TASK STATEMENT — Count the lines in the items below that contain the string "blossom", treating uppercase and lowercase letters as different. Reply with the number alone.

PROVIDED DATA —
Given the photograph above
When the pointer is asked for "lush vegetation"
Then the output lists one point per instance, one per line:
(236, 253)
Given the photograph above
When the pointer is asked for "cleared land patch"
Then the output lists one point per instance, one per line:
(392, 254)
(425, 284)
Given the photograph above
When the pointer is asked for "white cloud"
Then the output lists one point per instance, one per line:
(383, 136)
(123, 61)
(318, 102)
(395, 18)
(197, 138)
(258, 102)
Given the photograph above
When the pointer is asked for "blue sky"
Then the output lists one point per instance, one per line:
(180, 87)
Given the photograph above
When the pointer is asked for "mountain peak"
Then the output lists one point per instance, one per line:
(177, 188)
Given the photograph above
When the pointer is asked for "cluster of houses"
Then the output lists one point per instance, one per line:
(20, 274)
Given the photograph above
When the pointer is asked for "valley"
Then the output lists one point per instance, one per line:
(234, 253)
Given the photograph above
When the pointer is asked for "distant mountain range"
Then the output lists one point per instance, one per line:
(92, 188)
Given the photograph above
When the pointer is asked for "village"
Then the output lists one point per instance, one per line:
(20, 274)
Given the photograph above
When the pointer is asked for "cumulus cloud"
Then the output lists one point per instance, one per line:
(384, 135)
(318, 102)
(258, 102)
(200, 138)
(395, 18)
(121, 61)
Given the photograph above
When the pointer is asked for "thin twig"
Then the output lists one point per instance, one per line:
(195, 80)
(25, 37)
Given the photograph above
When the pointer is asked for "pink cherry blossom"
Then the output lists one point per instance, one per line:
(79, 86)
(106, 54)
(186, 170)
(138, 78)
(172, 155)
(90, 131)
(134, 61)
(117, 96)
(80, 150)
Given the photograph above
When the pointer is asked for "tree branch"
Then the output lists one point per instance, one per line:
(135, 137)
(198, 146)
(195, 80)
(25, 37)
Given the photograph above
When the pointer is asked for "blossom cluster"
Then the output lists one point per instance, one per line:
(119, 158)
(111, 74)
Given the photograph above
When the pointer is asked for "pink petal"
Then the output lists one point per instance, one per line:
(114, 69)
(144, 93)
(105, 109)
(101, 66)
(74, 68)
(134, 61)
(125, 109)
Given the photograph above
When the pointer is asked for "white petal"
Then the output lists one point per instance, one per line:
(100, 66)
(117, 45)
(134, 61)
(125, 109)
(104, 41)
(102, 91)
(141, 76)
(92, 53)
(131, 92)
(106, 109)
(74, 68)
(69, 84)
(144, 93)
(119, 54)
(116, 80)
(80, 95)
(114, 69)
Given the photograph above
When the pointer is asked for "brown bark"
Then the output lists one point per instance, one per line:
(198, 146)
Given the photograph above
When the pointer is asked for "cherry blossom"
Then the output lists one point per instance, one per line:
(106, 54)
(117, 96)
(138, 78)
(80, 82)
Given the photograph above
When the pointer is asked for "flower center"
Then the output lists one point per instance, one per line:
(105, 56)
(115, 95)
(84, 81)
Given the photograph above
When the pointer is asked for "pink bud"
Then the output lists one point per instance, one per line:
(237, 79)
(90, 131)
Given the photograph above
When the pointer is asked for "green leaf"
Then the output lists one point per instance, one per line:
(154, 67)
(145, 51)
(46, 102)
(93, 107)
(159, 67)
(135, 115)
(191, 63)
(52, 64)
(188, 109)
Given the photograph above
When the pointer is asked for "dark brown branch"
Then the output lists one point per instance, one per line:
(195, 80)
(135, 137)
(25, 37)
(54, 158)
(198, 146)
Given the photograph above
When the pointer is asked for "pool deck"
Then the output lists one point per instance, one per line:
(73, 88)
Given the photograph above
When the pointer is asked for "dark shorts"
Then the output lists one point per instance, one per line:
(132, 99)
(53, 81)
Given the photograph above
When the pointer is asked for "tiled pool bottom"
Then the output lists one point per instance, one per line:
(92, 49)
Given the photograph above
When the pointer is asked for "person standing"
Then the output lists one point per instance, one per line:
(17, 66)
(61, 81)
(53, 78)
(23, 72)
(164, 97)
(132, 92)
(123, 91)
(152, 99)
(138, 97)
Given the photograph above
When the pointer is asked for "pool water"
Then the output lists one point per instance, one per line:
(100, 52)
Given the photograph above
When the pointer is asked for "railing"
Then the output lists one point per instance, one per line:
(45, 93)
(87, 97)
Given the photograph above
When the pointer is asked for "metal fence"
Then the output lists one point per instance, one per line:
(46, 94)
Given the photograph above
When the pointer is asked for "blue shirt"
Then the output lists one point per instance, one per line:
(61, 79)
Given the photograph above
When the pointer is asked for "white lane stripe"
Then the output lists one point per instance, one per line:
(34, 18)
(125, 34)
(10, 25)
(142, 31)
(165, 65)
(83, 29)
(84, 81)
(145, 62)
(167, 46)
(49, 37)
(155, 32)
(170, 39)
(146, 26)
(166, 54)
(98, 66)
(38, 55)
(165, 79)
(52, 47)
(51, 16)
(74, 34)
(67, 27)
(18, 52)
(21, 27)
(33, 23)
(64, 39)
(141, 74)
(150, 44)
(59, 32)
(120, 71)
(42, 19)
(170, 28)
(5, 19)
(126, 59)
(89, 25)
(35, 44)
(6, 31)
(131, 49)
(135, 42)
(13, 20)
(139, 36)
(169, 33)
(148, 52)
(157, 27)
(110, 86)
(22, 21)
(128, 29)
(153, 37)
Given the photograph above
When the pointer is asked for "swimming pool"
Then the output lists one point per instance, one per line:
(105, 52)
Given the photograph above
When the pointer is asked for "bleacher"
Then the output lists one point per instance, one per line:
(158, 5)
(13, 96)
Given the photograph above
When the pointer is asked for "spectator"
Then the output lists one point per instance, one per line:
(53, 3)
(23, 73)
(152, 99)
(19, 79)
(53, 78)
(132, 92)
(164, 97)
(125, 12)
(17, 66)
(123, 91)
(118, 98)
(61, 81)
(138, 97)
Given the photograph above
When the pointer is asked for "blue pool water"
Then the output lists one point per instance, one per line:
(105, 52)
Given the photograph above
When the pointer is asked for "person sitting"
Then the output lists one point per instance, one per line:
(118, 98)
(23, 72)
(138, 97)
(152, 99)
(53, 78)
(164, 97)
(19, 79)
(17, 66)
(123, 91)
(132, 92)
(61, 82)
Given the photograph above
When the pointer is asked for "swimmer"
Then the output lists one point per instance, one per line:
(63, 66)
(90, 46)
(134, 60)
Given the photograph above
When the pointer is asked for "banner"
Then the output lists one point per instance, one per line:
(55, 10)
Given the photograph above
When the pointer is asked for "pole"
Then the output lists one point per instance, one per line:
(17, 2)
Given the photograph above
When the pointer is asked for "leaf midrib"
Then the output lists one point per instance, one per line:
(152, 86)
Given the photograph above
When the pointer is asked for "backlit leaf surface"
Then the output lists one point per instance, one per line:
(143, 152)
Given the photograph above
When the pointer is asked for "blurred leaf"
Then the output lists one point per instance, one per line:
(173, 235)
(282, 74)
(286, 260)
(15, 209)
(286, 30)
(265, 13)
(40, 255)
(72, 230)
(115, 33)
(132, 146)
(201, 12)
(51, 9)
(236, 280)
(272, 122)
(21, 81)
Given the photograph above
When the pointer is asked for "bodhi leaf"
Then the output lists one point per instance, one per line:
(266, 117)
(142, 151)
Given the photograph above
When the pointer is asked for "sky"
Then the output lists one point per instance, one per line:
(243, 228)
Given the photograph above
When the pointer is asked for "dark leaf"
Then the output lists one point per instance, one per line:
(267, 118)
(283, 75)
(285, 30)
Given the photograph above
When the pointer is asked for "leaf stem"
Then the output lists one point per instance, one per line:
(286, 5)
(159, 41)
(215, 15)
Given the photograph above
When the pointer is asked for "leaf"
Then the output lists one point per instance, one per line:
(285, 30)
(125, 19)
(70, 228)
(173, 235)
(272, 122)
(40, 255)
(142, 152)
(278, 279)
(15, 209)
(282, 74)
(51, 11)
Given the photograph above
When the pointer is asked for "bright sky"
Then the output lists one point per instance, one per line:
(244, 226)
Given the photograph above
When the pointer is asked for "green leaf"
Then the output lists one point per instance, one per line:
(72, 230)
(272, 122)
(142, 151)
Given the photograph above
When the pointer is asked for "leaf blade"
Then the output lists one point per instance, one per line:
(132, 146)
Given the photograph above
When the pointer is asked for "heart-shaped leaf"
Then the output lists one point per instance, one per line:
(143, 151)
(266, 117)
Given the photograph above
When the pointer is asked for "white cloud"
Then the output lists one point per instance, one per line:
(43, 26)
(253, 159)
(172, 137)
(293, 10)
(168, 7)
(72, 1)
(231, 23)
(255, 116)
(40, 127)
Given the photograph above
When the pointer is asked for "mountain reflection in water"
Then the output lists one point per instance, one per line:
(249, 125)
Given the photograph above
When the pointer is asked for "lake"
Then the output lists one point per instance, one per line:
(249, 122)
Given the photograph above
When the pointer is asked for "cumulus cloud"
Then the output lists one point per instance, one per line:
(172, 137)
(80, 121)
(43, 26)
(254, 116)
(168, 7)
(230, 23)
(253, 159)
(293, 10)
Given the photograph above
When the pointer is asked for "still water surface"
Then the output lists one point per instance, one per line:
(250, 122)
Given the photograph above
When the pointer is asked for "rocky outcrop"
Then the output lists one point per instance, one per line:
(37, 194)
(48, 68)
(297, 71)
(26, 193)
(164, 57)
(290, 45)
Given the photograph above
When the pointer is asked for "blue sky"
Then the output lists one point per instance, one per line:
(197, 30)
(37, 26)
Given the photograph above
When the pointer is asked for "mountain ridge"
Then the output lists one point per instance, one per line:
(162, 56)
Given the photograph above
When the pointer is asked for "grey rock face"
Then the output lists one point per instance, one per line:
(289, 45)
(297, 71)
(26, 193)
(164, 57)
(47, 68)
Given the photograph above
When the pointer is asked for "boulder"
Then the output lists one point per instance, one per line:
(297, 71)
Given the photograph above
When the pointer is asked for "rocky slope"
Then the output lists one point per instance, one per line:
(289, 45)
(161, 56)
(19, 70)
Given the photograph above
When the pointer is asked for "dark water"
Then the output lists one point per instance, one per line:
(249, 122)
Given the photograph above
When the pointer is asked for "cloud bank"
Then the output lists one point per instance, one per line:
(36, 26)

THE SOLUTION — 3